▸ **RECORDS SHOWN**
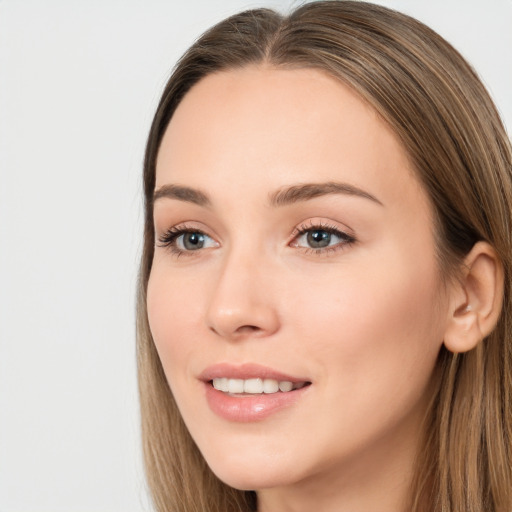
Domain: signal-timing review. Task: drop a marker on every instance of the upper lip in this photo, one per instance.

==

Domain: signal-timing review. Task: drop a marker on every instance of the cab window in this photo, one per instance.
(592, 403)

--

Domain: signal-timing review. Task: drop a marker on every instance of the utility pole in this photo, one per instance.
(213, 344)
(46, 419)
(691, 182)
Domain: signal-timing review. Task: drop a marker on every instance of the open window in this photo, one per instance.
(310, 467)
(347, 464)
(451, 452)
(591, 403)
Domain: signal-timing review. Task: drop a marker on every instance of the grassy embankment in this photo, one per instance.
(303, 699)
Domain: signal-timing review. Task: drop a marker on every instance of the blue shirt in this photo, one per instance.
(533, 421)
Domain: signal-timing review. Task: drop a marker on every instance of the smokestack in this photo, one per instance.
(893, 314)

▸ **WHAT IS BEING ASKED**
Collect every line in the data above that contains the word "window", and copy each one out in full.

▸ **PROBLEM SOLUTION**
Domain: signal-timing review. Task: drop a marker on every instance of the cab window in this photo, one per instance.
Domain: signal-timing review. Task: drop a marker on every instance of the open window in this photo, one per instance.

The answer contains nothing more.